### WHAT THE TASK REQUIRES
Read the records beneath this task and copy every line that contains the string "after".
+++ PROVIDED DATA
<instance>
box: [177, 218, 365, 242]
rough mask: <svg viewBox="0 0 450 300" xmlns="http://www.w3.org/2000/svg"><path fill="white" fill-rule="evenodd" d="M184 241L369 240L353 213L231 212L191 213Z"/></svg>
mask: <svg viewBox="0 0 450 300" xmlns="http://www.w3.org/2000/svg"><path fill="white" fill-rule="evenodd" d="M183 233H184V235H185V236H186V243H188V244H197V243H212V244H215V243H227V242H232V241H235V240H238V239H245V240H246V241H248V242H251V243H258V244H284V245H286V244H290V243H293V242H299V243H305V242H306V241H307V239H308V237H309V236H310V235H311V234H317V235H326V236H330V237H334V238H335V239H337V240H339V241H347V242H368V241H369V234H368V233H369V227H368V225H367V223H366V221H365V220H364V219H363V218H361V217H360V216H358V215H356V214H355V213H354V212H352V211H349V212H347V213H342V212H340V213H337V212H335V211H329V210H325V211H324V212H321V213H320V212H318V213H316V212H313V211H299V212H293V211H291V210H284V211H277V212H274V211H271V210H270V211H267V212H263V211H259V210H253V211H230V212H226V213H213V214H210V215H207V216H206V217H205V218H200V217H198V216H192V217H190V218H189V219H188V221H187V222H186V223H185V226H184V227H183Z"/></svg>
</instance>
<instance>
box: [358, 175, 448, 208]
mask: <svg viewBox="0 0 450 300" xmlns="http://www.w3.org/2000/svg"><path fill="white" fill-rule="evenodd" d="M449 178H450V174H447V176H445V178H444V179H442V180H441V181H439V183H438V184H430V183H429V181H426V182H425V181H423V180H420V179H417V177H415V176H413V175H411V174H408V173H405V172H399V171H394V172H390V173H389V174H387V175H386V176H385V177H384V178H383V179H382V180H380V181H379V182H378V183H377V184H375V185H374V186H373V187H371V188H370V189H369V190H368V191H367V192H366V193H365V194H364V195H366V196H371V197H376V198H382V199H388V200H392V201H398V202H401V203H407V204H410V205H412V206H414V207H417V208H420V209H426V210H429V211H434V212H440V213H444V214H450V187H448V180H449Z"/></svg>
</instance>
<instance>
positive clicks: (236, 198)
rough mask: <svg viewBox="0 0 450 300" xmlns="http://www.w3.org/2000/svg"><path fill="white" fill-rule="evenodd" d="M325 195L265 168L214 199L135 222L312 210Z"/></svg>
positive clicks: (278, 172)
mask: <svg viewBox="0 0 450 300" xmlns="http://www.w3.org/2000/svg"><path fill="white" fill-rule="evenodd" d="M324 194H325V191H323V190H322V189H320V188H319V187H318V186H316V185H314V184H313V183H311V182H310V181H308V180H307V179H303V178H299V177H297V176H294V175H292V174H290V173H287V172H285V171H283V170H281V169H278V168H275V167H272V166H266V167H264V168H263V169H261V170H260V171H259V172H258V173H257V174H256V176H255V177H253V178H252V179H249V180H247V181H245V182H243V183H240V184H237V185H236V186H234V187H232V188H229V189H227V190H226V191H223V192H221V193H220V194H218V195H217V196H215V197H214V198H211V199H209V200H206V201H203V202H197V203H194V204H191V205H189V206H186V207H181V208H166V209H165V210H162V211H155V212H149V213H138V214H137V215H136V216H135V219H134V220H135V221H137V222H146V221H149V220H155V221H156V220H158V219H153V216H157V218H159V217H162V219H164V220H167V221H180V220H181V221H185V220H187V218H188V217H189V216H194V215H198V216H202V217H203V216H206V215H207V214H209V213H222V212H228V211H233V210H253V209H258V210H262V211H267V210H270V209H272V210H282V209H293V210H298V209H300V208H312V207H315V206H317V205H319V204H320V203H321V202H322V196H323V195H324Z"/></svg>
++++++
+++ PROVIDED DATA
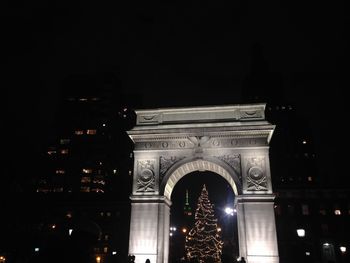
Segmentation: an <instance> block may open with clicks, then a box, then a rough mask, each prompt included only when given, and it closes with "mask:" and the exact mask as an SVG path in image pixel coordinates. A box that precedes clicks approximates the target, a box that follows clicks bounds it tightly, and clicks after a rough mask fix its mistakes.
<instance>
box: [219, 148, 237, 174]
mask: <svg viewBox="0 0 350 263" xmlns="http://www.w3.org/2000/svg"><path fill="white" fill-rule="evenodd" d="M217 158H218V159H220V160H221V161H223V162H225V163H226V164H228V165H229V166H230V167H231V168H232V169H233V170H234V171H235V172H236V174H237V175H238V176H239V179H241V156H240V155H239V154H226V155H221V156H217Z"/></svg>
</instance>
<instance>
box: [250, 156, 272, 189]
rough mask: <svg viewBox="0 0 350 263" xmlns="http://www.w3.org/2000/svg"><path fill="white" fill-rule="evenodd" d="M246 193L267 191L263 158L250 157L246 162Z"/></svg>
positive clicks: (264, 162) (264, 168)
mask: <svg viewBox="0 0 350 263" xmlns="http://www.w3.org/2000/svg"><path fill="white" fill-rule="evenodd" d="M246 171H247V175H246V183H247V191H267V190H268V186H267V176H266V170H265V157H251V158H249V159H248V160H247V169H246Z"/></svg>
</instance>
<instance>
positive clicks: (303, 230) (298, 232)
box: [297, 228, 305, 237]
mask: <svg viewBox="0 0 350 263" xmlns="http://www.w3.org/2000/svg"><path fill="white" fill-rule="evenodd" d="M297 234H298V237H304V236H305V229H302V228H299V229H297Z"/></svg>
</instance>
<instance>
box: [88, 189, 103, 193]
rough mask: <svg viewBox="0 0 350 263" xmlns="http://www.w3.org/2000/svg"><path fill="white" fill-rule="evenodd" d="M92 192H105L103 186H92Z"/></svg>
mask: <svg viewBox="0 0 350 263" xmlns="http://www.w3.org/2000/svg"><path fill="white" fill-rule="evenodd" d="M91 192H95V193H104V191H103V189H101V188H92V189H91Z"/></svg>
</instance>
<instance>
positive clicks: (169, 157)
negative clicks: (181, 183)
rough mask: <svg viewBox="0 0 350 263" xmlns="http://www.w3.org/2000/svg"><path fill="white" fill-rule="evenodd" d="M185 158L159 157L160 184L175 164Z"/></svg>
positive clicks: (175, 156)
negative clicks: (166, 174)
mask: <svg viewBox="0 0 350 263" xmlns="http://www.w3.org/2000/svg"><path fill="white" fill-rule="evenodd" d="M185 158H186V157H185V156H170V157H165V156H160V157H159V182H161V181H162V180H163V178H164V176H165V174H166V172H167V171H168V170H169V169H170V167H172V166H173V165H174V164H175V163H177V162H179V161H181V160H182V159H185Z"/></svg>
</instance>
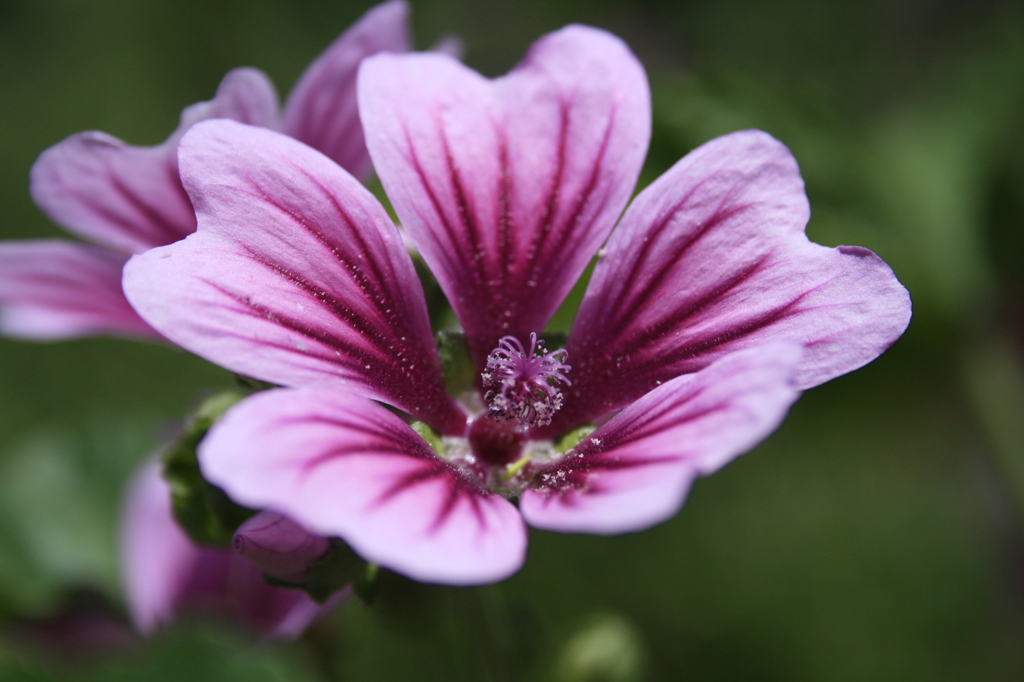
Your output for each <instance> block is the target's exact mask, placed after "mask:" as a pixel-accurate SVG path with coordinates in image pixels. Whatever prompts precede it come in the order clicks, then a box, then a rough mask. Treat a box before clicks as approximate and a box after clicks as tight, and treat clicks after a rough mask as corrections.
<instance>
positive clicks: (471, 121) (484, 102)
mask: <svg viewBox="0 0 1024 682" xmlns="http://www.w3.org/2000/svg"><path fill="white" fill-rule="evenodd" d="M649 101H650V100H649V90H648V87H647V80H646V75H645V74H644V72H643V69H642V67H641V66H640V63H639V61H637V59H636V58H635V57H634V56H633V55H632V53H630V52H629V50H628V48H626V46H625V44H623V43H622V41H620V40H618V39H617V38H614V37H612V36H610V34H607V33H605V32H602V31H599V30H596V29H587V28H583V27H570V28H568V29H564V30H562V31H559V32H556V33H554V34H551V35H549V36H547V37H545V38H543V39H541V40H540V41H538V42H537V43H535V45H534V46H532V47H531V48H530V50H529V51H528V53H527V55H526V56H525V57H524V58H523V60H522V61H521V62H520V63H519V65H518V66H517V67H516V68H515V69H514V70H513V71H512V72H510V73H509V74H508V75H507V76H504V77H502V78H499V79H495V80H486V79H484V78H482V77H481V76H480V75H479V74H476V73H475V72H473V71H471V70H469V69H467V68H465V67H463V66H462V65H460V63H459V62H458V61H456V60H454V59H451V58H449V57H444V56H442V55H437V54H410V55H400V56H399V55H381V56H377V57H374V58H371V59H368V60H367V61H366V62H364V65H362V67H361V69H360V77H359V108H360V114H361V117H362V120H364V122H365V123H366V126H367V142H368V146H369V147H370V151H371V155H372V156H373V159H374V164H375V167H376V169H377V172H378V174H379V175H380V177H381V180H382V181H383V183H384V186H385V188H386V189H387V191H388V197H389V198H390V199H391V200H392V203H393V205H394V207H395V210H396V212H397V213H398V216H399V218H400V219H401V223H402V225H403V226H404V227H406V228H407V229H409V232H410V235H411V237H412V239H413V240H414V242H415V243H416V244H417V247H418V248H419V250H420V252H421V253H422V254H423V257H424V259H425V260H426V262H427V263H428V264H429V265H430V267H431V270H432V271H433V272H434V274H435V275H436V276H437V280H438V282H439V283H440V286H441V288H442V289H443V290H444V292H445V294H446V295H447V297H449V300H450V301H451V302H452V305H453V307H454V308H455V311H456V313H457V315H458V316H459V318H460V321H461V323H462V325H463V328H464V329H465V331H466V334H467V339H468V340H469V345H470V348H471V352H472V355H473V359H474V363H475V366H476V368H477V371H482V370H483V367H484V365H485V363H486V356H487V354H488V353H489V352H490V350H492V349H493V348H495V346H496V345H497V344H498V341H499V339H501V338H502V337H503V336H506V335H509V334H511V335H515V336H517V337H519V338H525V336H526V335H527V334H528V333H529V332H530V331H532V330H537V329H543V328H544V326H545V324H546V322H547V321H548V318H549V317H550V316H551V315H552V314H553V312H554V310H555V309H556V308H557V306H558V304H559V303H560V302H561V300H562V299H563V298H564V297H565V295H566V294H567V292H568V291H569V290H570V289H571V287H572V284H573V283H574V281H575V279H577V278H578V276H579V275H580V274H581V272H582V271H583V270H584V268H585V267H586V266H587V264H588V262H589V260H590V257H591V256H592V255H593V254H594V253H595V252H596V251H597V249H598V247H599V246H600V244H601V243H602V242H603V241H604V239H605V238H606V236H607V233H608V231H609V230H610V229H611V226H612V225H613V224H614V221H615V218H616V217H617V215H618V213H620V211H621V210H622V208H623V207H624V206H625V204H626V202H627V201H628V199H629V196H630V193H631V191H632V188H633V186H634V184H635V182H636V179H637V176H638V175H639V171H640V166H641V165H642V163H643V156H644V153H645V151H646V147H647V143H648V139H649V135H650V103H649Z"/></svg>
++++++
### ANSWER SPACE
Segmentation: an <instance> block may open with clicks, then a box, then a rough mask, each prompt included only when given, and it closes with "mask:" and the exact mask as an SVG path in image pixel coordinates. A box that precedes clicks approximates the target, a box that follows clicks bounds it tightly, and clicks after a rough mask fix its mistakes.
Your output for each <instance> block is the target's exact mask, placed after "mask:" as a pixel-accurate SVG path with coordinates in image pixels. Whatever prompts precede it come in the order clicks, then a box, then a rough mask. Treat a box before clicks as approximate and a box after clicks as tight, and treat clicks after a rough mask as corrections.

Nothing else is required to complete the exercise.